INPUT DATA>

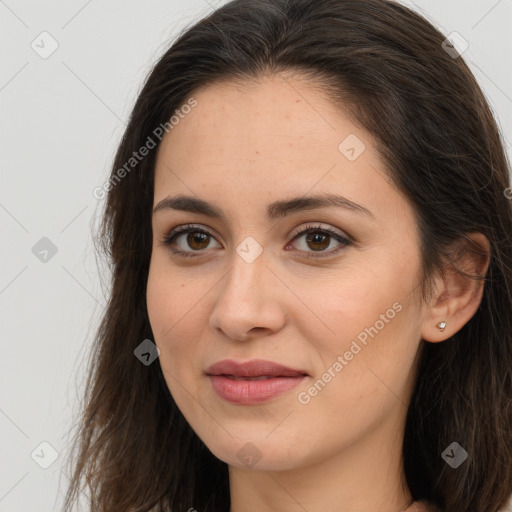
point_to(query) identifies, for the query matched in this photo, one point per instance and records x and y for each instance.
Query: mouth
(252, 382)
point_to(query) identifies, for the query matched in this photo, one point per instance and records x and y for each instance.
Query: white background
(61, 120)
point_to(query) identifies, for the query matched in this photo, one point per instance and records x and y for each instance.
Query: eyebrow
(275, 210)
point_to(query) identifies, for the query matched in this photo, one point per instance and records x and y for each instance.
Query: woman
(310, 238)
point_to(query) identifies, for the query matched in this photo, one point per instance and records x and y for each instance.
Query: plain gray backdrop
(69, 75)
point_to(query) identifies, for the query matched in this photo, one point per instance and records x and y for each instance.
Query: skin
(243, 147)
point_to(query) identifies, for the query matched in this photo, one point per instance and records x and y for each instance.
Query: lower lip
(252, 391)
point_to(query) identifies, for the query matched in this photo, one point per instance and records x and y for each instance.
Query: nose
(249, 301)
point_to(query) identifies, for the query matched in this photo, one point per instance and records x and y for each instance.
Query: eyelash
(188, 228)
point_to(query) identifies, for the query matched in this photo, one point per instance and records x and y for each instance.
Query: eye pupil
(317, 238)
(197, 237)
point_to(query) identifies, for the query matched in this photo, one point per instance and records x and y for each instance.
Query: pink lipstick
(253, 381)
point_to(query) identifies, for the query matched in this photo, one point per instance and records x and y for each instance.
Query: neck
(366, 476)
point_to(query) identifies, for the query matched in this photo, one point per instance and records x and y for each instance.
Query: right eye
(197, 238)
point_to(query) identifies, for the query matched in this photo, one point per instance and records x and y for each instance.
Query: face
(328, 290)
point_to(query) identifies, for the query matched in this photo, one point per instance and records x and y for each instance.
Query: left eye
(316, 238)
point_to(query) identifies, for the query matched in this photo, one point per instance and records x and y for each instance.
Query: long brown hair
(388, 67)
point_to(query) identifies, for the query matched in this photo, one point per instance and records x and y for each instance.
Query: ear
(456, 295)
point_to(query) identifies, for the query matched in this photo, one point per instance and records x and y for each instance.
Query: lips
(256, 369)
(252, 382)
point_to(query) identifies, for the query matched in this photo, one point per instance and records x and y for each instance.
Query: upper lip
(253, 368)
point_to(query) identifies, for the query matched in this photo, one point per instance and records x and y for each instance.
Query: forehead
(257, 141)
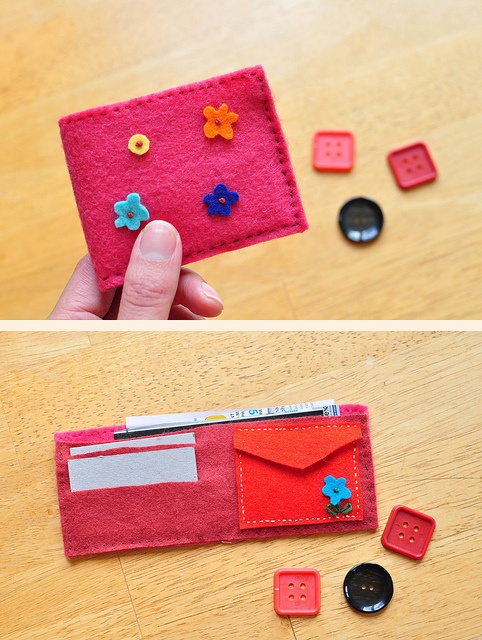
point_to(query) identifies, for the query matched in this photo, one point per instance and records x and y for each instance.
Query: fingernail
(211, 294)
(158, 241)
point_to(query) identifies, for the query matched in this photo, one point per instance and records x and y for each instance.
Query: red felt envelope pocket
(298, 474)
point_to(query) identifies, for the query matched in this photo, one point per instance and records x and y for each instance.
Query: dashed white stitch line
(321, 426)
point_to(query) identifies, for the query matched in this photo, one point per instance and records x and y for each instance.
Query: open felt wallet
(208, 157)
(216, 483)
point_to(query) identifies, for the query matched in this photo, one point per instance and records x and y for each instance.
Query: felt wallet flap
(179, 176)
(299, 446)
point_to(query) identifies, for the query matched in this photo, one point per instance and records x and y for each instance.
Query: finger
(152, 276)
(178, 312)
(81, 298)
(196, 295)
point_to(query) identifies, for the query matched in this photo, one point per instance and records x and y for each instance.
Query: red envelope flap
(299, 445)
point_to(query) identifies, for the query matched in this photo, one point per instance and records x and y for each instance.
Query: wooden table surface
(422, 390)
(392, 72)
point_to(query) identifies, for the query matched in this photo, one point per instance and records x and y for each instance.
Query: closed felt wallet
(216, 483)
(208, 157)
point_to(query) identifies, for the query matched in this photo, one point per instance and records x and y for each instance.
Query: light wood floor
(423, 390)
(392, 72)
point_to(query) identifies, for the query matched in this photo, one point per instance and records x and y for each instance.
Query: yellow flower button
(139, 144)
(219, 122)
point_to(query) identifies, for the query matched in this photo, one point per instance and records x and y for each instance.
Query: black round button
(368, 587)
(361, 220)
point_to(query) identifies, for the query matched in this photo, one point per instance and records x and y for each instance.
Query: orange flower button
(139, 144)
(219, 122)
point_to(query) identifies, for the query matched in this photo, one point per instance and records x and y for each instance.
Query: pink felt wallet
(237, 481)
(209, 157)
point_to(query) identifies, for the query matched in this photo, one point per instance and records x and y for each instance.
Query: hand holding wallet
(216, 483)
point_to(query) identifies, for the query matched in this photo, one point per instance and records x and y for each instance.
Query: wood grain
(422, 390)
(392, 72)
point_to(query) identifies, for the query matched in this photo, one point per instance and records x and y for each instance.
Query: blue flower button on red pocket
(408, 532)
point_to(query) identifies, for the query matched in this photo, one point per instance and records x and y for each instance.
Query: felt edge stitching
(357, 488)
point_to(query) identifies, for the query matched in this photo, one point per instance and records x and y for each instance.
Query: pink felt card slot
(201, 512)
(163, 157)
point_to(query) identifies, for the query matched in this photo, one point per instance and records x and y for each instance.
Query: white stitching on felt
(294, 520)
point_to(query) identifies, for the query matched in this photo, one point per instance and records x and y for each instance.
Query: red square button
(408, 532)
(333, 150)
(412, 165)
(297, 592)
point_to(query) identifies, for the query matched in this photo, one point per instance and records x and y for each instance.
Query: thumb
(152, 276)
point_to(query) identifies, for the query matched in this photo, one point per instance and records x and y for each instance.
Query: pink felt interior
(181, 166)
(173, 514)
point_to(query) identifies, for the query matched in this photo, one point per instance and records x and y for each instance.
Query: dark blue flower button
(221, 200)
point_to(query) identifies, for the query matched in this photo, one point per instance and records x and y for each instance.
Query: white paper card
(181, 438)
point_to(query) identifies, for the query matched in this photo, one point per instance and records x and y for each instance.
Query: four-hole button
(297, 592)
(408, 532)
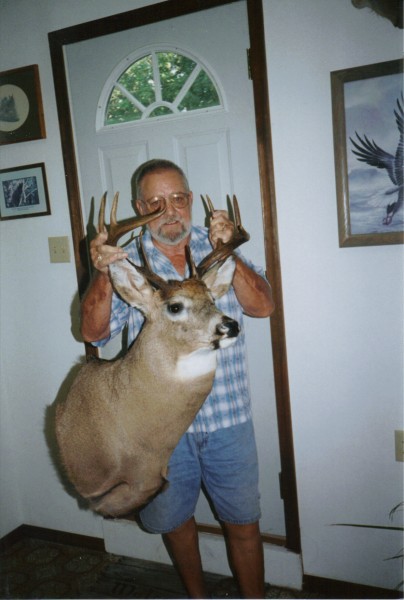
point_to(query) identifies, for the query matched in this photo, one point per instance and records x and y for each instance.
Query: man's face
(175, 224)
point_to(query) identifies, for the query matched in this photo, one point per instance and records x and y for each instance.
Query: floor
(75, 567)
(35, 568)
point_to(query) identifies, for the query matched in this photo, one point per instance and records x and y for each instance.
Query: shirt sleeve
(118, 319)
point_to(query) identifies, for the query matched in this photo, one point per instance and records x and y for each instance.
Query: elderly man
(218, 449)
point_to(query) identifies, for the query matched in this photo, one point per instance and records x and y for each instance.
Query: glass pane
(174, 71)
(161, 111)
(139, 81)
(201, 94)
(120, 109)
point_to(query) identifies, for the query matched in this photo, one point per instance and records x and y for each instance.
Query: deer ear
(219, 277)
(130, 284)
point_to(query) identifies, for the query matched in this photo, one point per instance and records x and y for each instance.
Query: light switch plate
(59, 250)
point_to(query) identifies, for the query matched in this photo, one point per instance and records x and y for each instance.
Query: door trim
(145, 16)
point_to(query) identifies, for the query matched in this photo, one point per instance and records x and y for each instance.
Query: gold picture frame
(21, 110)
(367, 107)
(24, 192)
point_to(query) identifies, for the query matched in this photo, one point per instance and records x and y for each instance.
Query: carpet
(36, 568)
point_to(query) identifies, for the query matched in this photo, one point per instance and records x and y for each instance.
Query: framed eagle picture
(368, 124)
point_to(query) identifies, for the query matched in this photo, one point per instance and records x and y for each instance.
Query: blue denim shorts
(226, 463)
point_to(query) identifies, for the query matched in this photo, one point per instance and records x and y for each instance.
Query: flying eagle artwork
(369, 152)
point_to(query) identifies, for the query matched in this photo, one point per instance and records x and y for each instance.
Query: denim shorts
(225, 462)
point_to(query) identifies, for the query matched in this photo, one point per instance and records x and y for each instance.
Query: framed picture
(21, 112)
(23, 192)
(368, 123)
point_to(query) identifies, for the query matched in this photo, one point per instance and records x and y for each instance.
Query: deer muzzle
(227, 331)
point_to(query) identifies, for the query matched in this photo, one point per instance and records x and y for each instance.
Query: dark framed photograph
(368, 124)
(21, 112)
(23, 192)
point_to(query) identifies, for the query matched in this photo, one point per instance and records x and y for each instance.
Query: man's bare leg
(247, 557)
(183, 545)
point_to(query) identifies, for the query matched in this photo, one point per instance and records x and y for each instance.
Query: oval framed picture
(21, 112)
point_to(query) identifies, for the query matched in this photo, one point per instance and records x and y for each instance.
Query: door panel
(218, 152)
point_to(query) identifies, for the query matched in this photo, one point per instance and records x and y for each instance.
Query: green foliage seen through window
(159, 84)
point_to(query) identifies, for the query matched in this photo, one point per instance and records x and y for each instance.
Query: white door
(216, 148)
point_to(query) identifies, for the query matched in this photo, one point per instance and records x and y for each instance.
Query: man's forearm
(96, 309)
(253, 292)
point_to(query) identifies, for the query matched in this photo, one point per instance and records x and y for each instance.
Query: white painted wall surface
(343, 307)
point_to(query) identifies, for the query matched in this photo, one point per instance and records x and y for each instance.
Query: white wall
(343, 306)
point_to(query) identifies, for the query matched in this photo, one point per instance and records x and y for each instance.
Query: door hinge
(249, 64)
(281, 486)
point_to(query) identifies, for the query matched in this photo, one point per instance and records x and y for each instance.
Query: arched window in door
(160, 83)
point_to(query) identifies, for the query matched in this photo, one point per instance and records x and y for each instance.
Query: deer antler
(117, 230)
(223, 250)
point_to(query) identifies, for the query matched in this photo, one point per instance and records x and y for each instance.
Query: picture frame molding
(26, 80)
(338, 80)
(40, 209)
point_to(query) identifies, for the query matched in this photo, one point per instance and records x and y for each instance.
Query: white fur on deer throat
(200, 362)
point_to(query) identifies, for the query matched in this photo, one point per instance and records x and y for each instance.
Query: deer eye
(175, 308)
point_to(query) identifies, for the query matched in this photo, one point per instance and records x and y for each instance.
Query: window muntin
(159, 84)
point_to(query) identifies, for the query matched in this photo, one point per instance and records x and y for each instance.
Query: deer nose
(228, 327)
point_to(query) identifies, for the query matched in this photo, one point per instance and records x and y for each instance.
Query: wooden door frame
(145, 16)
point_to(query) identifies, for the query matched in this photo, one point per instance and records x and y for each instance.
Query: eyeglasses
(178, 200)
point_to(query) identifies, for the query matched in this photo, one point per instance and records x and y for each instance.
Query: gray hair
(152, 166)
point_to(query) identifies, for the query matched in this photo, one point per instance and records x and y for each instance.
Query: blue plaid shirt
(229, 401)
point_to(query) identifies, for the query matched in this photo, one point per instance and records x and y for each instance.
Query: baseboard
(345, 589)
(51, 535)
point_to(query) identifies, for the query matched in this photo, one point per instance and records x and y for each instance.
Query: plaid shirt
(229, 401)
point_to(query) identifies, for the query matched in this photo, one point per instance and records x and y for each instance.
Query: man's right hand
(102, 254)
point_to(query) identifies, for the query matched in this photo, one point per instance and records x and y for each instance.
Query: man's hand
(103, 255)
(220, 227)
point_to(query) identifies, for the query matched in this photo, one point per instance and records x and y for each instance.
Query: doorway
(67, 41)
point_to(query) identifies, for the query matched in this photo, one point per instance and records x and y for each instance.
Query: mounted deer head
(122, 419)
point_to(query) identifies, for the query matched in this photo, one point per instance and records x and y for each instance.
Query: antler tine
(210, 204)
(223, 250)
(101, 214)
(146, 270)
(118, 229)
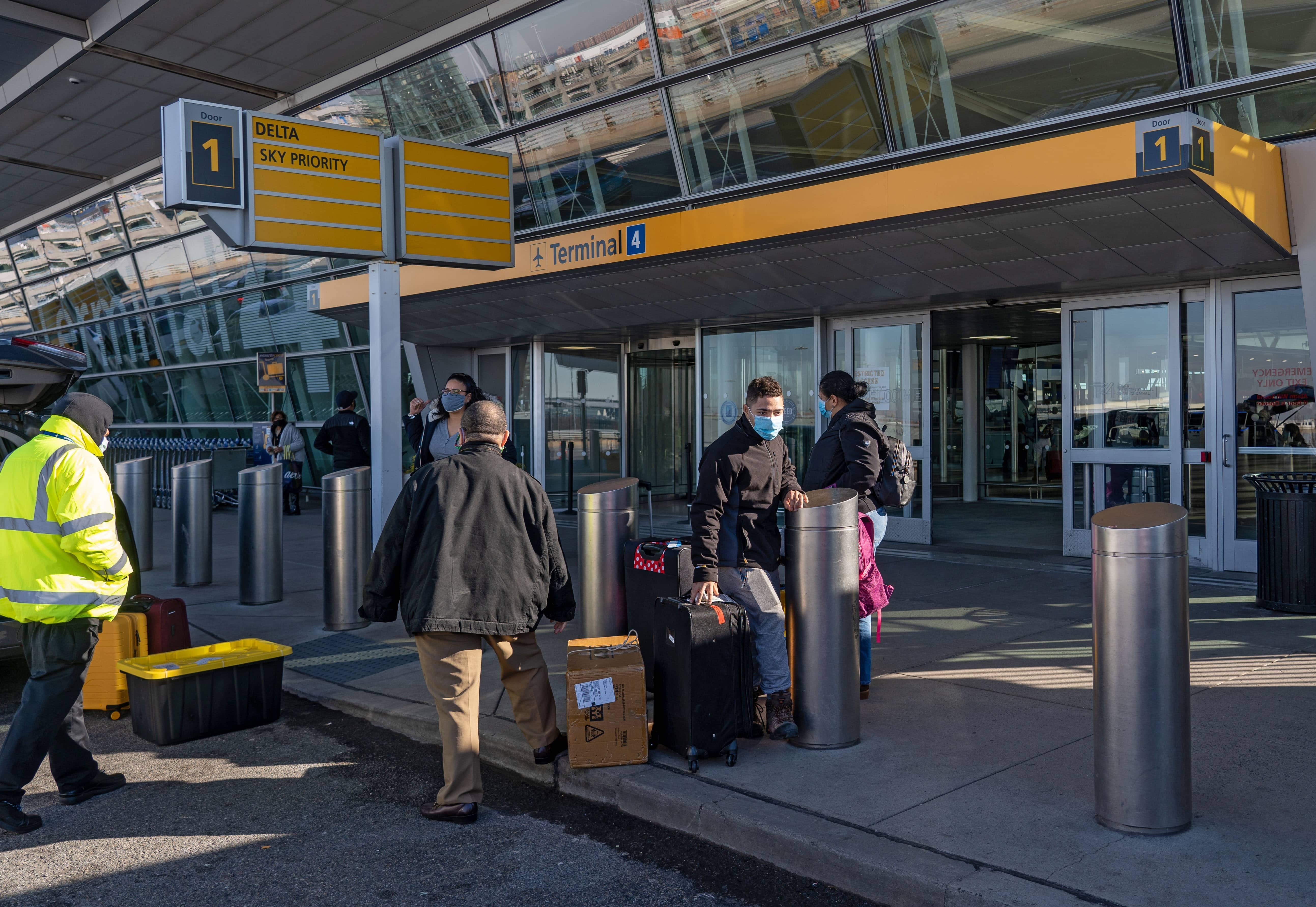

EXERCISE DIRECTIONS> Pull out every line of the records that contains the word "surface" and list those lines.

TASK OUTPUT>
Query: wooden table surface
Query: white painted wall surface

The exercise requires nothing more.